▶ EXERCISE INPUT:
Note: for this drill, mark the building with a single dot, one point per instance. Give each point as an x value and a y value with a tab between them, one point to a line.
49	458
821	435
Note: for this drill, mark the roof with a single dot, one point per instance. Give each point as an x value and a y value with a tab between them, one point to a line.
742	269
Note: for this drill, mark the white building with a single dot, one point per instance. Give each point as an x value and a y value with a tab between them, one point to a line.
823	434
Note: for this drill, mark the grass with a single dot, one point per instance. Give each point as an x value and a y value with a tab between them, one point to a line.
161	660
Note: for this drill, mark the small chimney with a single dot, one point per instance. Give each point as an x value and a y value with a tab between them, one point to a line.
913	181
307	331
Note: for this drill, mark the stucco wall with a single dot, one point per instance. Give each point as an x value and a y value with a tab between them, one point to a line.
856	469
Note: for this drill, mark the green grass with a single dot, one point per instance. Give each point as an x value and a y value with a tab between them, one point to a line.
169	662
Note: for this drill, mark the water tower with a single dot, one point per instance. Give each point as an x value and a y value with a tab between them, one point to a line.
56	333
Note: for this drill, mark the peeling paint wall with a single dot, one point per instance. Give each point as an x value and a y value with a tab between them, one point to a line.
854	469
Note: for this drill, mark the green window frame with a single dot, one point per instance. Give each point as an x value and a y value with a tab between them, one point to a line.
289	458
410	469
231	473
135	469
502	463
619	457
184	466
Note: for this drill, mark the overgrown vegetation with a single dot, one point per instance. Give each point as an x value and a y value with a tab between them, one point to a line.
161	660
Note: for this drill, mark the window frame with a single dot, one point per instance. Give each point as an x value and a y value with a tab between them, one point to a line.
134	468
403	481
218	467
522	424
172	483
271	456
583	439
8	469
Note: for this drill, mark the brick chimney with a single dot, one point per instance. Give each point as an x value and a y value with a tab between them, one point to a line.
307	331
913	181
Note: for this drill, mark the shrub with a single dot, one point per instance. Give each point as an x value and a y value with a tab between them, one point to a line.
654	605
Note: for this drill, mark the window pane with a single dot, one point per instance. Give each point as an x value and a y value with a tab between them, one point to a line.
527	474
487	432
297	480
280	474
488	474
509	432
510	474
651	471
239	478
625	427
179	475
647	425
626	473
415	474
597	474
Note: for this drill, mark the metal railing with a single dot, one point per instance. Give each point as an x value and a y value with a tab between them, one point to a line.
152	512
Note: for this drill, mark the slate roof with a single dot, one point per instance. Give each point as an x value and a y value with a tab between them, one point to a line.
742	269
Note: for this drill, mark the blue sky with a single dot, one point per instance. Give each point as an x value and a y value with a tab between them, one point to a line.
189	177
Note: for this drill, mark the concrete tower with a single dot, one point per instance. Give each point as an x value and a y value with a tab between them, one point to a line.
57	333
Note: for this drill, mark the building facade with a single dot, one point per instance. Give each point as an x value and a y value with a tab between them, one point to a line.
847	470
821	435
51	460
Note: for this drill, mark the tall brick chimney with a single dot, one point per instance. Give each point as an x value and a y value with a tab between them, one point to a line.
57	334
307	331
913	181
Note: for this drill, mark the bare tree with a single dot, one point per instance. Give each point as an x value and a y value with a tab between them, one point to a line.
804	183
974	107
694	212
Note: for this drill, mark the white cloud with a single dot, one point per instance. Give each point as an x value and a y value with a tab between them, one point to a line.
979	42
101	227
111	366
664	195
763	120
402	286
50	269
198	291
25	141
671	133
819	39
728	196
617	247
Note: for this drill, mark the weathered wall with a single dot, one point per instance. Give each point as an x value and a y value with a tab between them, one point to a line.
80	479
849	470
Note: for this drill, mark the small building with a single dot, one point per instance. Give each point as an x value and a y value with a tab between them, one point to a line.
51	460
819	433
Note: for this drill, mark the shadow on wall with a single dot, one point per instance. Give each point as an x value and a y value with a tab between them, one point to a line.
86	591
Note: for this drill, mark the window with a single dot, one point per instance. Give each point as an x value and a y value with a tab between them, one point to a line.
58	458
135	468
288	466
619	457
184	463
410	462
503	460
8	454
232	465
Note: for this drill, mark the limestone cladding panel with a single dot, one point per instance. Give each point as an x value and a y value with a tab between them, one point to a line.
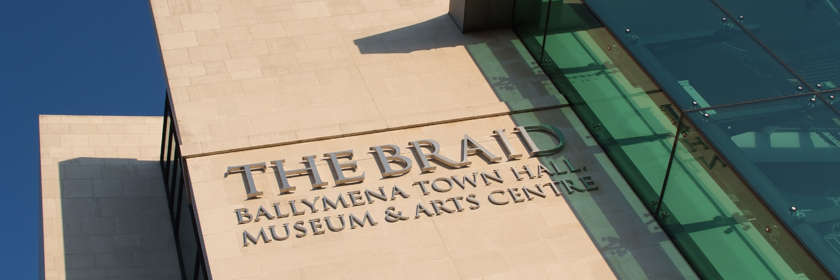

▶ WHAT NEEDS TO BE DONE:
Please rewrite all of the records above, replacing "drill" with "exercise" and changing nothing else. Leave the pictures out of your answer.

▶ ANSWER:
Note: for this exercise, mark the building with a single dot, one point per instance. Give each point as an x value and a y value with a tab between them, one point to a line.
49	458
821	435
Note: for this exercise, mark the roof with a single dot, one point per instance. Give each point as an x value and a y value with a tab between them, one point to a line.
742	269
Note: for this exercise, mark the white building with a single dot, one point per instance. Give each point as an x value and a y value with a tab between them, one point to a line.
823	434
Note: for this exercise, mark the grass with a single dot, one point per instance. Give each point as an x value and a y value with a tab between them, one point to a line.
161	660
Note: for this exercise, mark the small chimney with a single dot, one point per instance. Give each point as an x value and a y value with a tab between them, one point to a line.
913	181
307	331
Note: for this exercise, mark the stucco wall with a single dot, one point per instance. Give each point as an x value and a y value with a tab between them, one point to a line.
856	469
Note: for this exercise, mark the green grass with a single dot, one point per instance. Give each point as an x value and a y value with a tab between them, one point to a line.
169	662
Note: for this exercise, mark the water tower with a single dot, one point per instance. Give each point as an x value and a y value with a tab between them, one point to a line.
56	333
Note: for this exercise, mark the peeling paint wall with a single dot, one point per instance. Give each point as an x value and a y value with a tab between them, one point to a line.
854	469
Note: for this exercise, mark the green window frame with a single dot, one point per instance. Give each point as an x value and a y value with a tab between them, one point to a line.
289	458
410	469
231	473
135	469
502	463
619	457
184	466
Note: for this exercise, mark the overgrown vegetation with a single dot, one point per instance. Give each point as an x value and a y value with a tab between them, one point to a line.
161	660
Note: for this exercise, mark the window frame with a single dot, one point per instance. Give each point as an x value and a y value with a tab between them, one point to a line.
134	468
403	481
218	467
522	424
172	483
271	456
583	439
8	469
Note: for this exercise, mark the brick chimney with a single dot, one point per instance. Give each point as an x value and a y value with a tab between them, one point to a line.
307	331
913	181
Note: for this exercise, mark the shrub with a single dot, one point per instance. Give each point as an x value and a y value with a tab between them, one point to a line.
654	605
Note: for this exercise, mark the window pane with a single dot, one point per instance. Give each point as an x value and a y value with a tab between them, one point to a line.
527	474
487	432
297	480
280	474
488	474
509	432
510	474
651	471
239	478
625	427
179	475
647	425
626	473
415	474
597	474
Note: for this exercise, mark the metal railing with a single dot, one point per instance. Give each point as an x value and a y value with a tab between them, one point to a line.
152	512
Note: for this exercise, mark the slate roof with a single dot, one point per instance. Give each point as an x value and a y value with a tab between them, one point to a line.
742	269
Note: for this exercise, mark the blue sky with a single dot, one point per instance. Give each point as an x value and a y value with a tab between them, one point to a line.
189	177
Note: for this exercise, mark the concrete tower with a single dot, one point per instance. Give each point as an x value and a y value with a tab between them, one point to a line.
57	333
Note: for this exercise, mark the building facade with a single dot, one point per instance. Give each point as an x value and a y value with a tab between them, one point to a line.
847	470
821	435
51	460
Note: for this exercise, mark the tall brick chimney with a single dot, one point per instance. Give each point as an x value and a y value with a tab between them, one point to a line.
57	334
307	331
913	181
Note: for this exercise, mark the bare tree with a single dot, one point per instance. Give each point as an x value and a y value with a tab between them, one point to a line.
804	183
974	107
694	212
Note: for this exercise, mark the white cloud with a single dot, one point per instance. Give each point as an x value and a y value with a tab between them, one point to a line.
979	42
101	227
111	366
664	195
763	120
402	286
50	269
198	291
25	141
671	133
819	39
728	196
617	247
Note: for this exercise, mark the weathered wall with a single dot, one point per instance. Give each point as an x value and a y value with a tab between them, one point to a line.
80	479
849	470
Note: for this exercise, mark the small building with a single dot, one point per instance. Give each point as an x value and a y value with a tab between them, one point to a line.
51	460
819	433
Note: for this exercise, mark the shadow on wall with a single dot, one point per instance. Give each point as an x value and a y value with a tab between them, one point to a line.
86	591
Note: for this exercise, mark the window with a single dot, one point per instance. Give each point as an x value and a y value with a tab between them, one point to a line.
58	458
135	468
288	466
619	457
184	463
410	462
503	460
8	454
232	465
Note: for this exercise, mark the limestone cladding panel with a single dot, one point per instance. Give each point as an x value and a y value with a tab between them, one point to a line.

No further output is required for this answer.